_PROVIDED MATERIAL:_
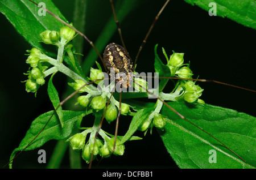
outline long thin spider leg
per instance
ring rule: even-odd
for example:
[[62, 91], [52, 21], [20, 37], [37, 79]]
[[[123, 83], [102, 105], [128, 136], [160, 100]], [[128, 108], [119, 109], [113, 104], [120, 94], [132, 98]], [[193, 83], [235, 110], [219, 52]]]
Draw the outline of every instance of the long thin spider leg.
[[109, 103], [110, 102], [110, 100], [111, 100], [111, 98], [113, 96], [113, 94], [114, 92], [114, 91], [113, 89], [112, 93], [111, 93], [110, 97], [109, 97], [109, 99], [108, 101], [107, 104], [106, 105], [106, 108], [105, 108], [105, 109], [104, 110], [104, 112], [103, 113], [102, 117], [101, 117], [101, 122], [100, 123], [100, 125], [98, 125], [98, 130], [97, 130], [96, 134], [95, 134], [94, 142], [93, 143], [93, 149], [92, 149], [92, 153], [91, 153], [91, 155], [90, 155], [90, 164], [89, 164], [89, 169], [90, 169], [92, 168], [92, 161], [93, 161], [93, 152], [94, 151], [95, 144], [96, 143], [96, 138], [97, 138], [97, 136], [98, 136], [98, 131], [100, 131], [100, 129], [101, 128], [101, 127], [102, 126], [102, 123], [103, 123], [103, 120], [104, 119], [105, 114], [106, 114], [106, 109], [108, 108], [108, 106], [109, 105]]
[[220, 143], [221, 143], [224, 147], [225, 147], [226, 148], [227, 148], [228, 149], [229, 149], [230, 152], [233, 152], [236, 156], [237, 156], [238, 157], [239, 157], [241, 160], [242, 160], [243, 161], [246, 162], [245, 160], [243, 160], [241, 156], [240, 156], [238, 154], [237, 154], [236, 152], [234, 152], [232, 149], [231, 149], [230, 148], [229, 148], [228, 147], [227, 147], [226, 145], [225, 145], [223, 143], [222, 143], [221, 141], [220, 141], [218, 139], [217, 139], [216, 138], [215, 138], [214, 136], [213, 136], [212, 134], [210, 134], [210, 133], [208, 132], [207, 131], [205, 131], [204, 129], [203, 129], [202, 128], [200, 127], [199, 126], [197, 126], [197, 125], [196, 125], [195, 124], [194, 124], [193, 123], [192, 123], [192, 122], [188, 121], [188, 119], [187, 119], [181, 114], [180, 114], [180, 113], [179, 113], [177, 111], [176, 111], [175, 109], [174, 109], [172, 106], [171, 106], [170, 105], [168, 105], [167, 103], [166, 103], [164, 101], [163, 101], [162, 99], [161, 99], [160, 97], [159, 97], [158, 96], [154, 95], [152, 93], [148, 91], [148, 90], [147, 90], [146, 88], [145, 88], [144, 87], [143, 87], [143, 86], [139, 84], [138, 84], [136, 82], [134, 82], [134, 83], [137, 84], [137, 85], [139, 85], [142, 88], [145, 89], [147, 93], [148, 93], [149, 94], [150, 94], [151, 95], [153, 96], [155, 98], [156, 98], [158, 100], [160, 100], [161, 102], [162, 102], [165, 105], [166, 105], [168, 108], [169, 108], [170, 110], [171, 110], [174, 113], [175, 113], [176, 114], [177, 114], [177, 115], [179, 115], [181, 119], [186, 121], [187, 122], [189, 122], [189, 123], [191, 123], [191, 125], [192, 125], [193, 126], [194, 126], [195, 127], [196, 127], [196, 128], [198, 128], [199, 129], [201, 130], [201, 131], [203, 131], [203, 132], [205, 132], [207, 134], [208, 134], [208, 135], [209, 135], [210, 137], [213, 138], [214, 139], [215, 139], [216, 140], [217, 140], [218, 142], [219, 142]]
[[[139, 76], [139, 77], [141, 78], [155, 78], [155, 76]], [[233, 85], [231, 84], [228, 84], [221, 82], [219, 82], [216, 80], [209, 80], [209, 79], [189, 79], [189, 78], [177, 78], [177, 77], [158, 77], [158, 78], [161, 78], [161, 79], [181, 79], [181, 80], [193, 80], [193, 81], [197, 81], [200, 82], [206, 82], [206, 83], [217, 83], [220, 84], [222, 84], [227, 86], [232, 87], [233, 88], [241, 89], [245, 91], [250, 91], [252, 92], [256, 92], [255, 90], [250, 89], [246, 88], [243, 88], [240, 86]]]
[[154, 19], [153, 23], [152, 23], [151, 25], [150, 26], [150, 28], [148, 31], [147, 32], [147, 34], [146, 35], [145, 38], [144, 38], [143, 41], [142, 41], [142, 44], [141, 45], [141, 46], [139, 47], [139, 50], [138, 51], [137, 55], [136, 55], [136, 58], [134, 61], [134, 63], [133, 65], [133, 68], [135, 67], [135, 66], [137, 62], [138, 58], [139, 57], [139, 55], [141, 53], [141, 52], [142, 48], [143, 48], [144, 45], [145, 45], [146, 42], [147, 42], [147, 38], [148, 37], [149, 35], [151, 32], [151, 31], [153, 29], [153, 27], [155, 25], [155, 23], [156, 22], [158, 18], [159, 18], [160, 14], [162, 14], [162, 12], [163, 12], [163, 10], [166, 7], [166, 6], [167, 5], [169, 1], [170, 1], [170, 0], [166, 1], [166, 3], [163, 6], [162, 8], [160, 10], [159, 12], [158, 12], [158, 14], [157, 14], [157, 15], [155, 16], [155, 19]]
[[99, 81], [99, 80], [103, 80], [104, 79], [95, 79], [94, 80], [92, 80], [90, 82], [88, 82], [87, 83], [85, 83], [84, 85], [82, 85], [81, 88], [80, 88], [79, 89], [78, 89], [77, 90], [76, 90], [76, 91], [74, 91], [72, 94], [71, 94], [69, 96], [68, 96], [68, 97], [67, 97], [64, 100], [63, 100], [61, 102], [60, 102], [60, 104], [59, 104], [59, 105], [57, 106], [57, 108], [55, 109], [55, 110], [53, 111], [53, 112], [52, 113], [52, 115], [50, 116], [49, 119], [47, 121], [47, 122], [46, 122], [46, 123], [44, 125], [44, 127], [43, 127], [43, 128], [41, 130], [41, 131], [40, 131], [40, 132], [34, 138], [34, 139], [20, 152], [19, 152], [11, 160], [10, 160], [7, 164], [6, 164], [3, 168], [5, 168], [6, 166], [7, 166], [9, 164], [10, 164], [11, 162], [12, 162], [13, 161], [13, 160], [14, 158], [15, 158], [16, 157], [17, 157], [18, 156], [19, 156], [19, 155], [20, 155], [20, 153], [22, 153], [24, 151], [26, 150], [26, 149], [27, 149], [31, 144], [32, 143], [33, 143], [35, 140], [38, 137], [38, 136], [41, 134], [42, 132], [43, 132], [43, 131], [46, 128], [46, 126], [47, 126], [48, 123], [49, 123], [49, 122], [50, 121], [51, 119], [52, 118], [52, 117], [53, 116], [54, 114], [55, 113], [55, 112], [56, 112], [56, 110], [59, 109], [59, 108], [60, 108], [60, 106], [62, 106], [65, 102], [67, 102], [67, 101], [68, 101], [69, 99], [70, 99], [71, 97], [72, 97], [73, 96], [75, 96], [79, 91], [80, 91], [81, 89], [82, 89], [83, 88], [84, 88], [85, 86], [90, 85], [91, 84], [94, 83], [96, 82]]
[[123, 36], [122, 35], [121, 29], [120, 28], [120, 24], [119, 23], [118, 20], [117, 19], [115, 8], [114, 7], [114, 4], [113, 3], [113, 1], [110, 0], [110, 4], [111, 4], [111, 7], [112, 8], [113, 14], [114, 17], [115, 18], [115, 24], [117, 24], [117, 29], [118, 31], [119, 36], [120, 36], [120, 39], [122, 42], [122, 45], [123, 47], [125, 48], [125, 52], [126, 52], [126, 54], [128, 55], [129, 59], [131, 61], [131, 58], [130, 57], [129, 53], [128, 53], [128, 51], [127, 50], [126, 47], [125, 46], [125, 42], [123, 41]]
[[35, 5], [36, 5], [37, 6], [38, 6], [38, 7], [39, 7], [40, 8], [42, 8], [44, 10], [45, 10], [47, 13], [48, 13], [49, 14], [52, 15], [53, 18], [55, 18], [55, 19], [57, 19], [58, 20], [61, 22], [63, 24], [65, 24], [65, 25], [68, 26], [69, 28], [71, 28], [71, 29], [72, 29], [73, 30], [76, 31], [80, 35], [82, 36], [87, 41], [87, 42], [88, 42], [90, 44], [90, 45], [93, 48], [93, 49], [94, 49], [94, 50], [96, 51], [97, 54], [98, 54], [98, 55], [100, 57], [100, 58], [101, 59], [101, 62], [102, 63], [103, 66], [104, 66], [104, 68], [105, 68], [105, 71], [106, 72], [107, 71], [107, 69], [106, 68], [106, 65], [105, 65], [104, 61], [103, 61], [102, 57], [101, 56], [101, 54], [99, 53], [98, 49], [96, 48], [96, 47], [95, 46], [95, 45], [93, 44], [93, 42], [92, 41], [90, 41], [85, 35], [84, 35], [82, 33], [81, 33], [80, 31], [79, 31], [79, 30], [77, 30], [77, 29], [76, 29], [73, 27], [71, 26], [68, 23], [67, 23], [63, 20], [62, 20], [60, 18], [59, 18], [58, 16], [55, 15], [54, 14], [53, 14], [52, 12], [49, 11], [48, 9], [47, 9], [46, 8], [44, 8], [43, 7], [41, 7], [41, 6], [39, 6], [38, 4], [37, 4], [36, 3], [35, 3], [35, 2], [34, 2], [34, 1], [32, 1], [31, 0], [28, 0], [28, 1], [30, 1], [31, 2], [32, 2], [32, 3], [34, 3]]
[[118, 125], [119, 125], [119, 119], [120, 118], [121, 115], [121, 102], [122, 102], [122, 91], [120, 92], [119, 96], [119, 109], [118, 109], [118, 114], [117, 114], [117, 122], [115, 123], [115, 139], [114, 141], [114, 145], [113, 145], [113, 148], [112, 151], [112, 153], [114, 153], [115, 149], [115, 144], [117, 142], [117, 132], [118, 131]]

_PROBLEM:_
Pick out every line of the material that contains the string "spider", matching case exactly, and copy each one.

_TASK OUTPUT:_
outline long thin spider leg
Draw the outline of every instance of the long thin spider leg.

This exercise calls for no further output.